[Entries with labeled boxes]
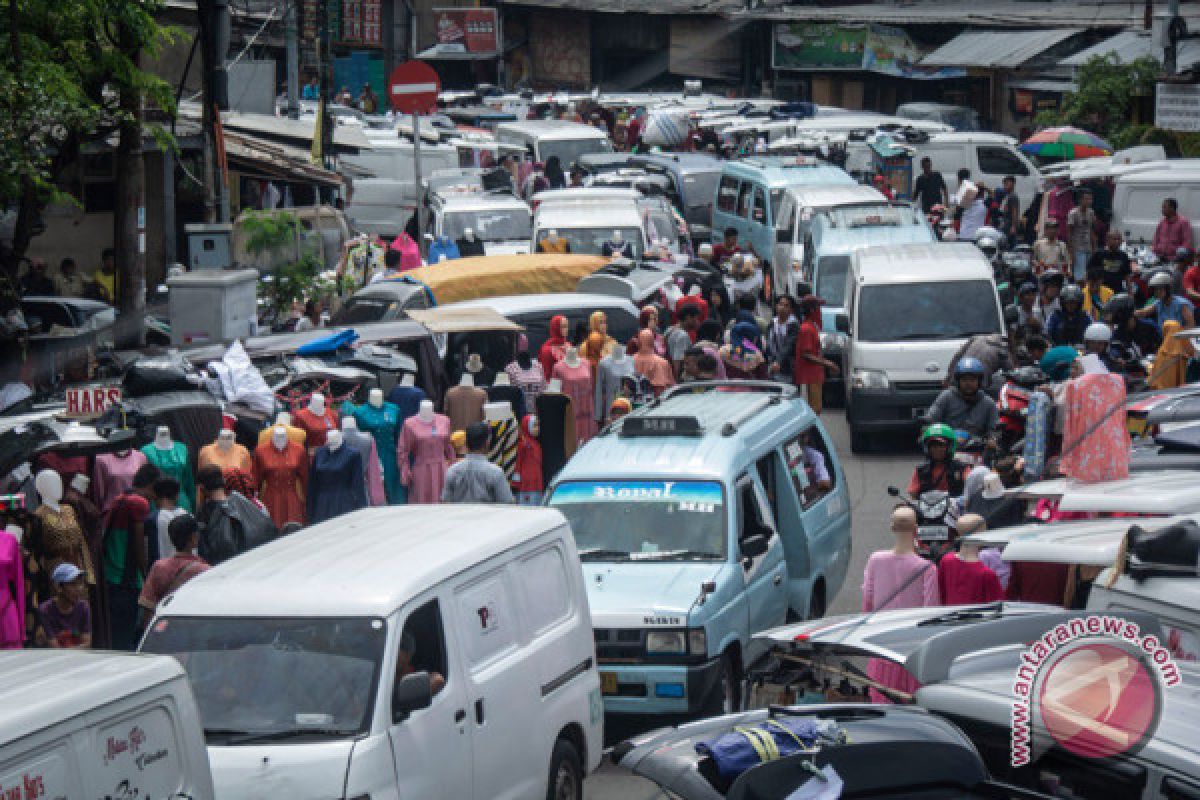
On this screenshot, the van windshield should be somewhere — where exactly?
[550,481,726,561]
[142,616,388,745]
[856,281,1003,342]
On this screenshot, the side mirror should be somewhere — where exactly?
[738,534,770,559]
[391,672,433,722]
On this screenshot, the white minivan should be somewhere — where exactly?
[142,505,604,800]
[0,650,214,800]
[836,242,1004,452]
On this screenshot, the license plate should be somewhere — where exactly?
[917,525,950,542]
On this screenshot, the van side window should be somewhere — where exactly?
[716,175,738,213]
[396,600,450,682]
[516,545,571,636]
[978,148,1030,175]
[784,427,835,509]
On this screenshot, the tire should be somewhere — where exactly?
[546,739,583,800]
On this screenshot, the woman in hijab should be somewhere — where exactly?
[538,314,570,375]
[1150,319,1196,389]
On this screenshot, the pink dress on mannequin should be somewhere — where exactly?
[396,414,455,503]
[553,359,596,445]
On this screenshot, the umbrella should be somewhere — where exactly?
[1021,127,1112,161]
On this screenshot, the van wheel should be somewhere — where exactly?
[546,739,583,800]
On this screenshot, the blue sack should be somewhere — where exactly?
[296,329,359,355]
[696,717,821,781]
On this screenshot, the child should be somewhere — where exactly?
[37,564,91,649]
[138,513,211,616]
[154,475,187,559]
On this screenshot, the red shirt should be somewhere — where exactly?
[792,320,824,386]
[937,553,1004,606]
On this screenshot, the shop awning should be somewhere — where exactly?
[920,28,1082,68]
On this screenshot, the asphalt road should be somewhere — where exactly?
[583,408,919,800]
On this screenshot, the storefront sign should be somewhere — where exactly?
[433,8,500,53]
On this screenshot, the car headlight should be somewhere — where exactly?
[646,631,688,655]
[852,369,890,389]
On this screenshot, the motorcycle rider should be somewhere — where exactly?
[908,422,971,498]
[928,357,1000,440]
[1046,284,1092,345]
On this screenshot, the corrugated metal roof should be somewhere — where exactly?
[920,28,1082,67]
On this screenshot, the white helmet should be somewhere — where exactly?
[1084,323,1112,342]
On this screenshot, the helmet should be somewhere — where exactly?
[920,422,959,456]
[1058,283,1084,306]
[954,356,988,380]
[1084,323,1112,342]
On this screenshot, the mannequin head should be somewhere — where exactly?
[34,469,62,511]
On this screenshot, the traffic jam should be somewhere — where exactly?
[0,34,1200,800]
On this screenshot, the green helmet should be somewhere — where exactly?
[920,422,959,456]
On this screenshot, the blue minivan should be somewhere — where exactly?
[713,156,857,276]
[547,381,851,714]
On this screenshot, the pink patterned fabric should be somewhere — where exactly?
[1058,374,1132,483]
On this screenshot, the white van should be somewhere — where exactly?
[142,505,604,800]
[0,650,212,800]
[1112,164,1200,245]
[836,242,1004,452]
[496,120,612,170]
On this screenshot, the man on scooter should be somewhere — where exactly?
[928,357,1000,440]
[908,422,970,498]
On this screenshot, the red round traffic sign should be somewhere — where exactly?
[388,61,442,114]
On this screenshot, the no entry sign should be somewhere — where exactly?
[388,61,442,114]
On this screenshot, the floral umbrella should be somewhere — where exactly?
[1021,127,1112,161]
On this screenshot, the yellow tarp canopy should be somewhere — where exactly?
[396,253,611,306]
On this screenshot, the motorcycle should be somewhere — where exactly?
[888,486,959,563]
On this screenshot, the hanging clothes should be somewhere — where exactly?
[554,361,596,445]
[254,441,308,528]
[504,353,546,414]
[307,441,367,525]
[442,384,487,431]
[142,441,196,513]
[292,405,337,451]
[396,414,455,503]
[1058,373,1132,482]
[536,392,576,482]
[91,450,149,509]
[487,416,518,483]
[0,530,23,650]
[342,403,408,505]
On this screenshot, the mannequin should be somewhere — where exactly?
[253,425,308,528]
[340,415,388,506]
[594,344,635,425]
[484,400,520,482]
[34,469,96,585]
[487,372,527,420]
[554,347,596,445]
[504,350,546,414]
[396,400,453,503]
[90,450,146,506]
[307,431,367,524]
[342,389,407,504]
[292,392,337,452]
[446,371,487,431]
[142,425,196,513]
[196,431,254,509]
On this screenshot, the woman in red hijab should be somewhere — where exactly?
[538,314,568,378]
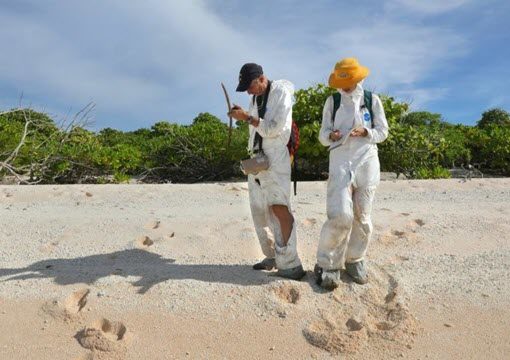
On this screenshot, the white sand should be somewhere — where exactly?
[0,179,510,360]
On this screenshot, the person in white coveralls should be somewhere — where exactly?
[229,63,305,280]
[314,58,388,290]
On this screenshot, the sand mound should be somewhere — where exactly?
[303,268,417,354]
[272,283,300,304]
[76,319,127,354]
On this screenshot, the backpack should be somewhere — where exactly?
[252,81,299,195]
[331,90,374,129]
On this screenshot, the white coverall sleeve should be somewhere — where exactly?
[367,94,388,144]
[319,96,333,146]
[255,89,292,138]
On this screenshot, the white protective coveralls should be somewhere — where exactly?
[248,80,301,270]
[317,83,388,271]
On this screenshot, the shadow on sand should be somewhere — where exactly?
[0,249,279,294]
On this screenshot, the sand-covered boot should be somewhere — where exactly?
[253,258,276,271]
[345,260,368,285]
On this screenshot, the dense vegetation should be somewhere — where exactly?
[0,84,510,183]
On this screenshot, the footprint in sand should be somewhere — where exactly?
[136,236,154,248]
[303,266,418,358]
[42,288,90,322]
[272,283,301,304]
[414,219,425,226]
[145,220,161,229]
[303,218,317,226]
[64,289,90,314]
[75,319,127,353]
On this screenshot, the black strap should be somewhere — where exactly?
[291,153,298,196]
[331,90,374,129]
[253,81,271,152]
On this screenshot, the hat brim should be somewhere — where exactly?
[236,81,251,92]
[328,66,370,89]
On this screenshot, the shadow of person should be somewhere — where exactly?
[0,249,278,294]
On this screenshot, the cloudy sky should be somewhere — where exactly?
[0,0,510,130]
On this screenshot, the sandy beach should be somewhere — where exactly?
[0,179,510,360]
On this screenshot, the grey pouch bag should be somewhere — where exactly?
[241,153,269,175]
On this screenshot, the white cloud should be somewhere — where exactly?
[387,0,471,15]
[0,0,478,128]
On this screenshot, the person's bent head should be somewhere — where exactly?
[236,63,268,96]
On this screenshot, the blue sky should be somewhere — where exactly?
[0,0,510,130]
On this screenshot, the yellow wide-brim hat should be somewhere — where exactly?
[329,58,370,89]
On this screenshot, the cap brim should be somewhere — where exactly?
[236,82,250,92]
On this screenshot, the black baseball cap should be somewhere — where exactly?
[236,63,264,92]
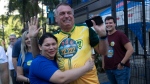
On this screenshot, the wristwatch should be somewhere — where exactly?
[120,62,125,66]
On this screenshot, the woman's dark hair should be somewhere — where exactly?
[39,33,58,45]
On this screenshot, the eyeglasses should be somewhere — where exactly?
[9,38,16,40]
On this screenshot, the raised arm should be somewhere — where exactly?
[28,17,41,57]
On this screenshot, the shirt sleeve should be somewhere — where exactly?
[0,46,8,63]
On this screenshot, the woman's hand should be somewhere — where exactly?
[84,59,94,71]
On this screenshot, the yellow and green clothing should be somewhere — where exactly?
[54,26,99,84]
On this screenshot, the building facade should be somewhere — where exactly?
[63,0,114,24]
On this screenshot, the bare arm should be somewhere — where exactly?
[31,38,40,57]
[49,60,94,84]
[0,62,9,84]
[118,42,134,69]
[28,17,41,57]
[102,55,105,69]
[12,57,17,71]
[17,66,29,83]
[121,42,134,63]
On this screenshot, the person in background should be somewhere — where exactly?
[28,3,108,84]
[0,46,9,84]
[102,16,134,84]
[12,28,28,84]
[29,33,94,84]
[17,31,33,84]
[7,34,17,84]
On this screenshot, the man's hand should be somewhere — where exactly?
[28,16,42,38]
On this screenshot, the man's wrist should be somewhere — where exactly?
[120,62,125,66]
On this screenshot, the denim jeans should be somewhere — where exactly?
[106,66,130,84]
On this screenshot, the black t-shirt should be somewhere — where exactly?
[104,31,130,69]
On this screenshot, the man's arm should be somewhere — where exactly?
[121,42,134,64]
[0,62,9,84]
[28,17,42,57]
[94,38,108,56]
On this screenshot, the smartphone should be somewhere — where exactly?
[85,16,103,27]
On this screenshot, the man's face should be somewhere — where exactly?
[105,19,116,31]
[55,5,74,29]
[9,36,16,45]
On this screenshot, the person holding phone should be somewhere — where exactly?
[28,3,108,84]
[29,33,94,84]
[102,16,134,84]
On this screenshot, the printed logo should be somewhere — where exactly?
[76,39,83,49]
[59,38,78,58]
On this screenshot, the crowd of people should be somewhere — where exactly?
[0,3,133,84]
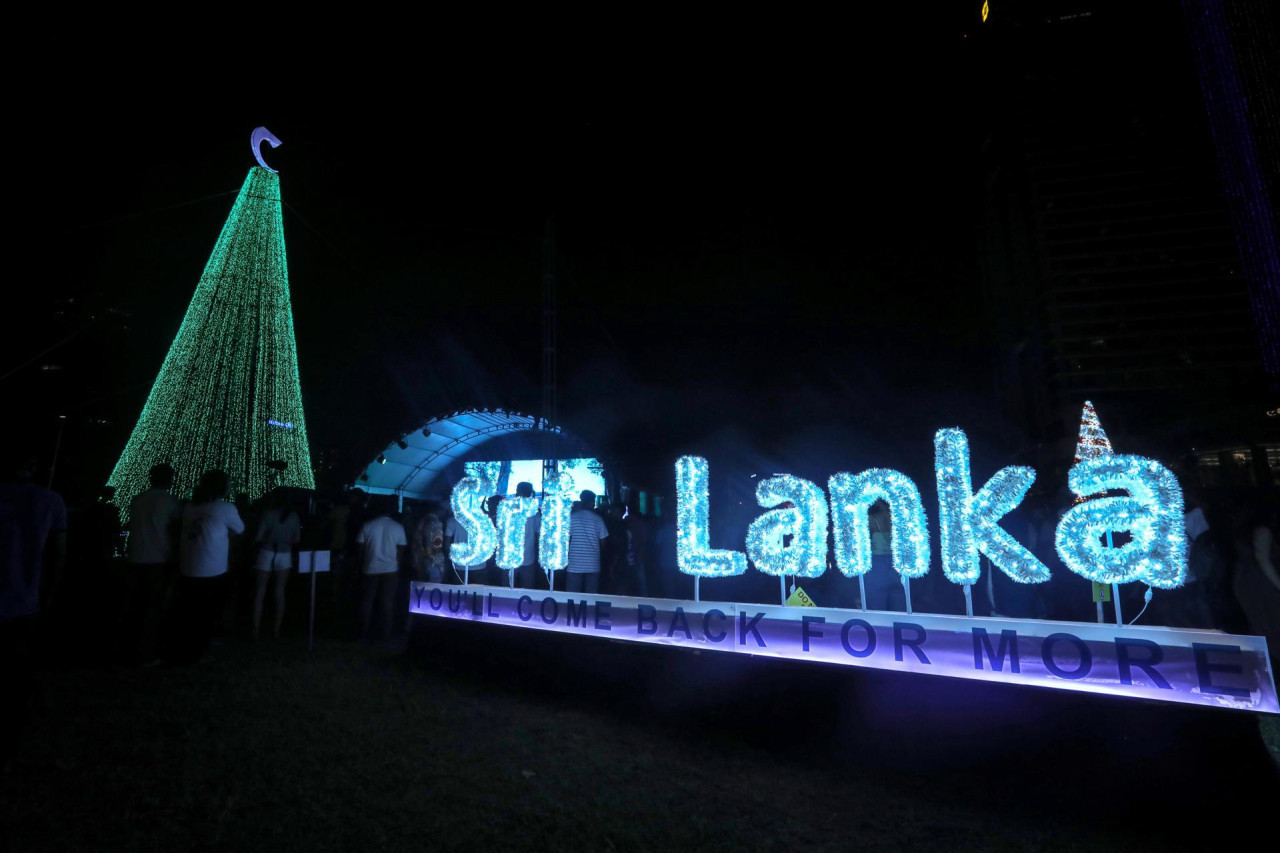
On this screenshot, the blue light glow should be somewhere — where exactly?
[1055,456,1187,589]
[449,476,498,566]
[827,467,929,578]
[248,127,280,174]
[538,473,576,571]
[676,456,746,578]
[746,474,827,578]
[933,429,1050,584]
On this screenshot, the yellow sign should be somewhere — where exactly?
[787,587,818,607]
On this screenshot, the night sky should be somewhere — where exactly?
[17,13,1012,499]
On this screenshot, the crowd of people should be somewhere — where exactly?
[0,456,1280,763]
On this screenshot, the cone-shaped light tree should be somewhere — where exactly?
[1075,400,1111,462]
[1073,400,1112,503]
[108,167,315,515]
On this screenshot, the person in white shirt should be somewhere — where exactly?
[356,494,408,639]
[172,470,244,663]
[566,489,609,593]
[122,464,182,663]
[253,491,302,639]
[444,502,488,584]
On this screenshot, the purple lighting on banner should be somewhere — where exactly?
[410,583,1280,713]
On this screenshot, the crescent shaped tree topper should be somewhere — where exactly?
[250,127,280,174]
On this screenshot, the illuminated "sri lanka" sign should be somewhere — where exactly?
[435,429,1280,712]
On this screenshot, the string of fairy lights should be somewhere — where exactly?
[746,474,828,578]
[108,167,315,519]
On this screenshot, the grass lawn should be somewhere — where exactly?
[0,617,1274,852]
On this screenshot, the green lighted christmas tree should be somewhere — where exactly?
[1075,400,1111,503]
[108,167,315,515]
[1075,400,1111,462]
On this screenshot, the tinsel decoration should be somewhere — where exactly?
[933,429,1050,584]
[449,476,498,566]
[538,471,575,571]
[676,456,746,578]
[827,467,929,578]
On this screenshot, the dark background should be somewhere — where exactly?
[17,3,1269,507]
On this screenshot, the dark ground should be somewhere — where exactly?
[0,581,1280,850]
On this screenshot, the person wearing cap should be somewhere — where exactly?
[566,489,609,593]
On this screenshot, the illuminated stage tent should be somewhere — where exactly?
[355,409,603,501]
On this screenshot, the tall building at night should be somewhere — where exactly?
[109,167,315,514]
[973,1,1275,461]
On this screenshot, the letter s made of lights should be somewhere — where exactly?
[538,471,573,571]
[676,456,746,578]
[449,476,498,566]
[827,467,929,578]
[1055,456,1187,589]
[746,474,828,578]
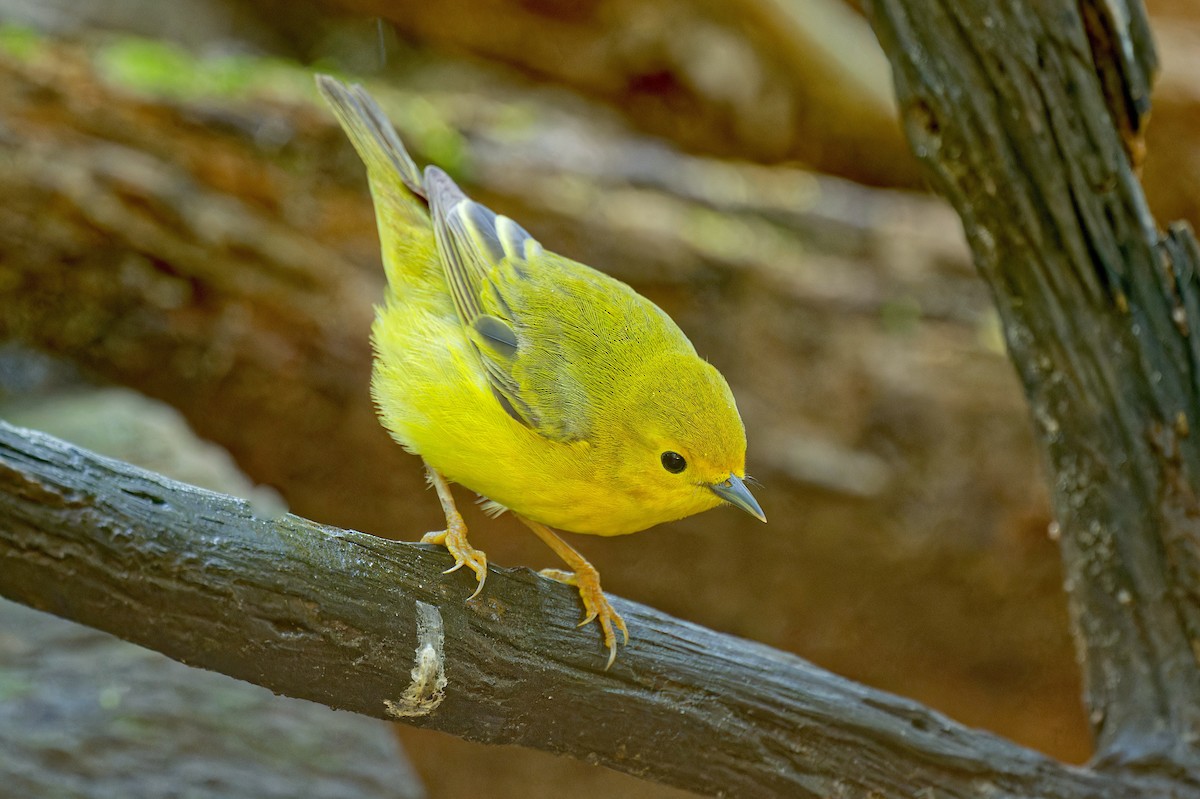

* Request
Please rewrite everything from the line containing "On this screenshot, the blue sack" down to the line containing "[920,28,1082,68]", putting "red T-shirt" in place of "red shirt" and keeping all else the same.

* The answer
On this screenshot, the blue sack should be somewhere — where exactly?
[296,329,359,355]
[696,717,821,781]
On this screenshot, the child should be somewhere — where exactly?
[37,564,91,649]
[138,513,211,616]
[154,475,187,559]
On this screenshot, the red T-shirt should be somewhere — where exactly?
[792,320,824,386]
[937,553,1004,606]
On this screenshot, the shop awning should be somewhere — where exactly?
[920,28,1082,68]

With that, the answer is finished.